### Selected passage ###
Posted Apr 25, 2011 18:01 UTC (Mon) by orcmid (guest, #74478)
In reply to: Linear Hashing Work-Around Potential - LoadFactor clarification by Wol
Parent article: Google Linux servers hit with \$5m patent infringement verdict (The Register)

Thanks for this and the previous expansion on the linear hashing implementations you're experienced with.

The load factor definition I use has to do with the average number of keys that have the same hash in the set of possible hashes (actually, same buckets).

I should clarify what I mean by same-hash. Typically, the adjustable bucket function that works with linear hashing is something like

bf(key,level) = hash(key) mod (N*2^level)

where N is the minimum (starting) number of buckets and level is initially 0.

Once splitting starts, there are at any time at most two of these functions being used.

Let M (not less than N-1) be the highest number of the buckets currently in use and let let N*2^level be the least integer greater than M.

Then the rule for finding the correct bucket is,

bucket(key,level) = if bf(key,level) > M then bf(key,level-1) else bf(key,level)

Note that for the pathological case, I had hash(key) be what was constant. It doesn't matter what constant, but 0 is easiest to visualize.

In the simplest linked-list in-memory case, a buck holds one record directly (in the head entry of the linked list) and anything else is linked from that. An empty bucket has some sort of special NULL entry so it can be distinguished for a bucket holding onto one record. Note that if N is a power of 2, the bucket(key, level) algorithm becomes very simple since masking can be used instead of division but there needs to be more attention to the quality of hash(key). I prefer that case because masking can be used to dramatically speed up the entire process of getting to a specific bucket through whatever the bucket director structure is.
### Data excerpts ###
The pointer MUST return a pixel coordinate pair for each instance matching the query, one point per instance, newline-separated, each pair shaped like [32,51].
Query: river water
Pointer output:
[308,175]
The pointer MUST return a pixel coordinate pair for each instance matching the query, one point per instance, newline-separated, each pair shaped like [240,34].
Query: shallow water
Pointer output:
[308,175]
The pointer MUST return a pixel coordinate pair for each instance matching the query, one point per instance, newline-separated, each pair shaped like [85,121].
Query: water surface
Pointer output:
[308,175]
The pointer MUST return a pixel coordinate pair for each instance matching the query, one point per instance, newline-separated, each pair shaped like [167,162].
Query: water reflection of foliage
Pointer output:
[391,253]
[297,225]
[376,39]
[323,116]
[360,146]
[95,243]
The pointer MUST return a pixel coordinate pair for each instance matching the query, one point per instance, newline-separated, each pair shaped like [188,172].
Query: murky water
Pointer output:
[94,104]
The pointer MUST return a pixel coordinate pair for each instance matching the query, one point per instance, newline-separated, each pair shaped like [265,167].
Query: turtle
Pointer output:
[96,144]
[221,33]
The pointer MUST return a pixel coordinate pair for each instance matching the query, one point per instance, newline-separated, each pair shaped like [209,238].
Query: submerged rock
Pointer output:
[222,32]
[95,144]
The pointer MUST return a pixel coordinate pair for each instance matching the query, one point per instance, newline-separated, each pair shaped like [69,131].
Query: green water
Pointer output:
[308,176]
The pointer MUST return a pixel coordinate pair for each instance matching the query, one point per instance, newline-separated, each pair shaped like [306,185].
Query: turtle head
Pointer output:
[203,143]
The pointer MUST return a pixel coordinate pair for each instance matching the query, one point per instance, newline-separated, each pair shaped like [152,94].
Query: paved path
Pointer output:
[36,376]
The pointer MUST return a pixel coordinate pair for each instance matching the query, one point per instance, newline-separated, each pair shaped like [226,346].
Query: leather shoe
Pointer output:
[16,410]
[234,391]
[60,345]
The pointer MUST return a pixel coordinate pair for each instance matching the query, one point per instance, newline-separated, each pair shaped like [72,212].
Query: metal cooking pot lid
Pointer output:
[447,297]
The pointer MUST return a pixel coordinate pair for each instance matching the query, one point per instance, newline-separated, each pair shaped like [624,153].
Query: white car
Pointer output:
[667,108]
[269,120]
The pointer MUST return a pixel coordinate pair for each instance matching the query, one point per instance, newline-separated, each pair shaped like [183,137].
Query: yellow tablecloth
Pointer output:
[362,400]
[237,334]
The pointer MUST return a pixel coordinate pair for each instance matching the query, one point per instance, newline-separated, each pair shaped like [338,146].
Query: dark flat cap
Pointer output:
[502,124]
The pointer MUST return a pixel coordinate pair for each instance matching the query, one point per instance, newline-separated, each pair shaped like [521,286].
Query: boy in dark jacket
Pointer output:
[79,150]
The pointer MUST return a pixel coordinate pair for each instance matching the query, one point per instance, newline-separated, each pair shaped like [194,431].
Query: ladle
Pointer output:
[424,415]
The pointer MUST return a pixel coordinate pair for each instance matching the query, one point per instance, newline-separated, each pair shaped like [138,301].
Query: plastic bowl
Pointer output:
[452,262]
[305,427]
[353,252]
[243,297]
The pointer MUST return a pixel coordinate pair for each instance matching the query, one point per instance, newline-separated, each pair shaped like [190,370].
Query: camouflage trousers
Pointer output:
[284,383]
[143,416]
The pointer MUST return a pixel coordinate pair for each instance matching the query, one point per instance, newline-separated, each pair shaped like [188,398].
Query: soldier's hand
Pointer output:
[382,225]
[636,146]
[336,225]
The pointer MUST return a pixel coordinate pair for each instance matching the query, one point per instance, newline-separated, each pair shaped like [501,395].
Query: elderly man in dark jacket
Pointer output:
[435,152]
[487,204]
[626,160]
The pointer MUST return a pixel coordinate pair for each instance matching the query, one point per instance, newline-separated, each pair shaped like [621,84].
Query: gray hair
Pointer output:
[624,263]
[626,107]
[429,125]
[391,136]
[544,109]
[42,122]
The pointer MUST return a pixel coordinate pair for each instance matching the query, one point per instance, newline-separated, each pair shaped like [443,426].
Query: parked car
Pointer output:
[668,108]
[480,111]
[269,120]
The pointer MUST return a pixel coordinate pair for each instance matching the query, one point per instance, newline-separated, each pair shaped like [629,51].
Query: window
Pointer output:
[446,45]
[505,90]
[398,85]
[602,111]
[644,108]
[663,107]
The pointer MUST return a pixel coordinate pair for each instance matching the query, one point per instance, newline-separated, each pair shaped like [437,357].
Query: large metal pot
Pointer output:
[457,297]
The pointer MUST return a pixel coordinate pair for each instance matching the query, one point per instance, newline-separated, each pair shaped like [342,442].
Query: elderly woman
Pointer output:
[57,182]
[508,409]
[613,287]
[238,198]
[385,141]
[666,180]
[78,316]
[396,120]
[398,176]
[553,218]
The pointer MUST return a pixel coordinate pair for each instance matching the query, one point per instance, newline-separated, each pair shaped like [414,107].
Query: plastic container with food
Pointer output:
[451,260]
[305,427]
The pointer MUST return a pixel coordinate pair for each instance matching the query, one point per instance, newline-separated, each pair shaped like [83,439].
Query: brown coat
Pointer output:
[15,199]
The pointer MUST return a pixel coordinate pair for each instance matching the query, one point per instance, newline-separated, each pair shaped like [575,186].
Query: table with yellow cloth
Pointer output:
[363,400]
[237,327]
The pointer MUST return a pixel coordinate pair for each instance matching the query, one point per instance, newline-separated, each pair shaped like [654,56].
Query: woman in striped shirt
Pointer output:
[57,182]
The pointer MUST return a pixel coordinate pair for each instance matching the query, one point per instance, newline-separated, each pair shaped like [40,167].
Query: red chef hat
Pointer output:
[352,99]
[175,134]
###
Short task:
Rewrite the part of the linear hashing post that opens with the words "Note that for" and closes with "director structure is.", changing "masking" to "bit masking".

Exercise solution:
Note that for the pathological case, I had hash(key) be what was constant. It doesn't matter what constant, but 0 is easiest to visualize.

In the simplest linked-list in-memory case, a buck holds one record directly (in the head entry of the linked list) and anything else is linked from that. An empty bucket has some sort of special NULL entry so it can be distinguished for a bucket holding onto one record. Note that if N is a power of 2, the bucket(key, level) algorithm becomes very simple since bit masking can be used instead of division but there needs to be more attention to the quality of hash(key). I prefer that case because bit masking can be used to dramatically speed up the entire process of getting to a specific bucket through whatever the bucket director structure is.